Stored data
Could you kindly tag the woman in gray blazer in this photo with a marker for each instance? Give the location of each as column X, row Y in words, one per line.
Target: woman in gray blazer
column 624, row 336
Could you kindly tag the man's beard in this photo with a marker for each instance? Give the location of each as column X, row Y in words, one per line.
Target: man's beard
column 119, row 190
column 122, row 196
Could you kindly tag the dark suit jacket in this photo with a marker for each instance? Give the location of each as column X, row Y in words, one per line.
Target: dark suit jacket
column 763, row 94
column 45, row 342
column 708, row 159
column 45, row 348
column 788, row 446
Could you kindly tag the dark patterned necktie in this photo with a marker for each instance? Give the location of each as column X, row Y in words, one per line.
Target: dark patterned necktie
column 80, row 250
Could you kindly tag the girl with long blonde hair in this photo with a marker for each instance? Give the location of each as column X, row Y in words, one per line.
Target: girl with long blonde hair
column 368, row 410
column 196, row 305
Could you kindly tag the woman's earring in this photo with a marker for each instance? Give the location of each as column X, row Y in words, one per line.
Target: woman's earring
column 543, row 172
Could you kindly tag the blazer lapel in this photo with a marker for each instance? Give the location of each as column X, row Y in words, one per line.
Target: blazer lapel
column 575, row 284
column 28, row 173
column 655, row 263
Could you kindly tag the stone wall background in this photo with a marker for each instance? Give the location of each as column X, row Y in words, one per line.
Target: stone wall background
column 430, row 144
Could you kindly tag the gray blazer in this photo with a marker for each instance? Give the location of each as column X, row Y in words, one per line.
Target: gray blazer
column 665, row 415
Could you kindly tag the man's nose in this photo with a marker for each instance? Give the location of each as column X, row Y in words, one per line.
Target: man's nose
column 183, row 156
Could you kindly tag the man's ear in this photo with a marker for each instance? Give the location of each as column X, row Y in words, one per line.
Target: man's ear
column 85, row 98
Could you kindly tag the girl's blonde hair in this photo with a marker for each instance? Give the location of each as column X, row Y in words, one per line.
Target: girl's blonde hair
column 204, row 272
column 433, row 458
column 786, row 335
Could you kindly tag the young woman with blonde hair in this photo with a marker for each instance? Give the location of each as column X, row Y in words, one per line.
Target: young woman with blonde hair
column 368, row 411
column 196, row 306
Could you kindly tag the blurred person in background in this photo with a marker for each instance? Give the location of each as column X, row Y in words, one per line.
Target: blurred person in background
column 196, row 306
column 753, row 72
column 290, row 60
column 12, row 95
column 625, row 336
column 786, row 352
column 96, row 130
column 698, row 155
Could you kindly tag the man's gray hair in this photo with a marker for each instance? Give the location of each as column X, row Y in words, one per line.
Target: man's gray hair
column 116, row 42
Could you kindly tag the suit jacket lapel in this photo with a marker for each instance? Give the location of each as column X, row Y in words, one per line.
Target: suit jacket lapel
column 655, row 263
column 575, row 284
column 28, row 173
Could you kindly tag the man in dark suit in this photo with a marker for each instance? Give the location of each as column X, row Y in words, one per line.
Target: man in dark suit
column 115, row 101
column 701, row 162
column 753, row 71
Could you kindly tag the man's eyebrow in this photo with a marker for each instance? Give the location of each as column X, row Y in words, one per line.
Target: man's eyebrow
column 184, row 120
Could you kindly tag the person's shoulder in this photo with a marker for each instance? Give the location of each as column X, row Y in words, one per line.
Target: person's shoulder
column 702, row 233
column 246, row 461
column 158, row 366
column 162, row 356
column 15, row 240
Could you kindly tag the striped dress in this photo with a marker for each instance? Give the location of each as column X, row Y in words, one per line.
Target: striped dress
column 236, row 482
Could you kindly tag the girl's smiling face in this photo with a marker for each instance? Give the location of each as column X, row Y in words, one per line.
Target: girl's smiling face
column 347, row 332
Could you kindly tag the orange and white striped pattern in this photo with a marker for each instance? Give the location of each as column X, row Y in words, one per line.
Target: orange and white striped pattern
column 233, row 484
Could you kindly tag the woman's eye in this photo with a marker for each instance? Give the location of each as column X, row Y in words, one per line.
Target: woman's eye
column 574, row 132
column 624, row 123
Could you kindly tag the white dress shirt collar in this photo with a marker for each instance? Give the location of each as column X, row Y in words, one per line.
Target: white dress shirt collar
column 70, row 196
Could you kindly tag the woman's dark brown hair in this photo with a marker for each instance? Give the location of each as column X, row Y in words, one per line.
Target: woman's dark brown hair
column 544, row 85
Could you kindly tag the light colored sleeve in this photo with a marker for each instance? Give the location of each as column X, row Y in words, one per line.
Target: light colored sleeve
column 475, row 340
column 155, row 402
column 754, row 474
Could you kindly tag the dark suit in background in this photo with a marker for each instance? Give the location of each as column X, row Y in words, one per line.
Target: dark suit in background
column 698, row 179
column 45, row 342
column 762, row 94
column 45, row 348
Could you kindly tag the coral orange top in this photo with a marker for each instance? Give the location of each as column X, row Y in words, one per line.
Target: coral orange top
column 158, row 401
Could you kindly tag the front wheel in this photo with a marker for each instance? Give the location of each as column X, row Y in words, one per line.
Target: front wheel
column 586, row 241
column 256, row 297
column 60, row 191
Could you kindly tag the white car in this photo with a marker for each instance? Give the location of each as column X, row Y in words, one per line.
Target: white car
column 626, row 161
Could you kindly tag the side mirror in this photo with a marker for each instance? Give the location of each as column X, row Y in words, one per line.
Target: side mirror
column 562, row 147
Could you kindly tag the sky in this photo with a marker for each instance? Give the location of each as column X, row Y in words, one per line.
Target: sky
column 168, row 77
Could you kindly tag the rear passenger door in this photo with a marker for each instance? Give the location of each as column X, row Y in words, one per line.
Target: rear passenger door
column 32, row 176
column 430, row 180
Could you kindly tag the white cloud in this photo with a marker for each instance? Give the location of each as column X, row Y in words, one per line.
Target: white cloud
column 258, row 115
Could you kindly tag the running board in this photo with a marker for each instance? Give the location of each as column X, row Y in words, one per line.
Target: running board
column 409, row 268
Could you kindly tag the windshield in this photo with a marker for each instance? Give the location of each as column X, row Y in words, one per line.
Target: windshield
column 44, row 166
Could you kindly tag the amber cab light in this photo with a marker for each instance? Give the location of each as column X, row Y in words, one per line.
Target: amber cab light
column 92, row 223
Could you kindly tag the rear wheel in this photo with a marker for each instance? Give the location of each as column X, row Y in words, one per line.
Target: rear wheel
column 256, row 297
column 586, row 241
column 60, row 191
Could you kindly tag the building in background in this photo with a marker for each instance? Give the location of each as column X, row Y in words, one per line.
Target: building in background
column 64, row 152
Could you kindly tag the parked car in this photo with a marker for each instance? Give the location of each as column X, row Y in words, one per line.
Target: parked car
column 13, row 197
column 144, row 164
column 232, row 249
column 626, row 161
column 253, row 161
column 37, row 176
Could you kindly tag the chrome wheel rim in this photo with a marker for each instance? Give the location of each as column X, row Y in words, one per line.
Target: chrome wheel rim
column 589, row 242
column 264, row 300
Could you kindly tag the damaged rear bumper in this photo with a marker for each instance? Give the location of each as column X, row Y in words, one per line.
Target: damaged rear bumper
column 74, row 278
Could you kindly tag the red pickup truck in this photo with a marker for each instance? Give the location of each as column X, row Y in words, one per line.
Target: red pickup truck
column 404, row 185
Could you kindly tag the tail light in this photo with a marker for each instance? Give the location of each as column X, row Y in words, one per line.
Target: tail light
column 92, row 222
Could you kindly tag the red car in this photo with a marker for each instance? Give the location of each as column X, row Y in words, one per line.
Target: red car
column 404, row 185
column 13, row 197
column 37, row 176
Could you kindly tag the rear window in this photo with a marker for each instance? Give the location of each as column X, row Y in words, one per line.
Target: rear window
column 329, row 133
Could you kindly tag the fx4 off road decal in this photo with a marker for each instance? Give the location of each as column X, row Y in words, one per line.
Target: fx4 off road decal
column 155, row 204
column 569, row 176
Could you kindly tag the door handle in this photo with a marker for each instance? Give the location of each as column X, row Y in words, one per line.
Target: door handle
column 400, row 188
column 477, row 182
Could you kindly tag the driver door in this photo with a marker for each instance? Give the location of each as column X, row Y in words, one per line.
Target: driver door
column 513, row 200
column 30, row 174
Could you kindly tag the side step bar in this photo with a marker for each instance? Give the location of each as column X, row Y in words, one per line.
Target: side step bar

TASK TO COMPLETE:
Quote the lines of the listing above that run from the line with "Could you kindly tag the fx4" through its last line, both included, and nothing else.

EXERCISE SOLUTION:
Could you kindly tag the fx4 off road decal in this photo with a marker for each instance? Give the location of each as column X, row Y in words, one per line.
Target: fx4 off road decal
column 155, row 204
column 569, row 176
Could you kindly tag the door handle in this photo with a marker for each instance? Give the location of each as column X, row Y in words, one per line.
Target: door handle
column 400, row 188
column 477, row 182
Could you kindly tag the driver door in this photo with a marker for each instance? Give the location of each as column X, row Y in words, one per line.
Target: driver door
column 513, row 200
column 30, row 174
Could you kindly tag the side step bar in this photo with a marker for each instance? Give the location of each as column X, row Y in words, one per line.
Target: side step bar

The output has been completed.